**Selected passage:**
* START *
Yes, Gurps Powers introduces "Power stunts", which include the most stunty type of stunt "Using abilities at default" where you turn your existing (not Modular Abilities) power into some Ability that it could reasonably do and which costs less (guesstimated) character points. You pay for it with a lot of fatigue and with a difficult skill check to pull the stunt off. And it's subject to the DM's approval.

Turning Super-ST into an area-wide attack or affliction (a mini earth quake might just make you fall down or lose dexterity) seems reasonable as a stunt.

Using rocket boots for fire ... It depends. It could be trivial (because they are an item that burns, so why shouldn't that work), or it could be a power stunt as well.

I can definitely see the problem of forgetting to buy some smaller ability to do more common things in Gurps supers. Modular Abilities, even "a few" (in super terms) points worth of them can help there, or some of the more generic powers like Control or Create, though they don't fit all characters.
* END *
Please answer from the passage on GURPS power stunts: what does a player pay to use an ability at default?

**Listed records:**
* START *
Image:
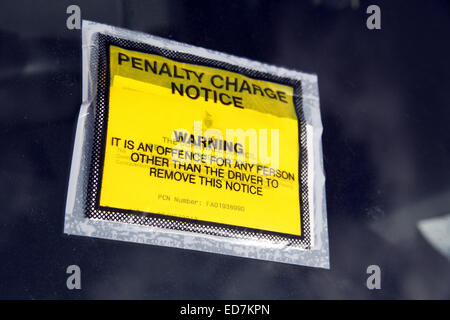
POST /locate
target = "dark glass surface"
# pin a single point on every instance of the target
(385, 108)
* END *
**Exercise solution:** A lot of fatigue and a difficult skill check to pull the stunt off.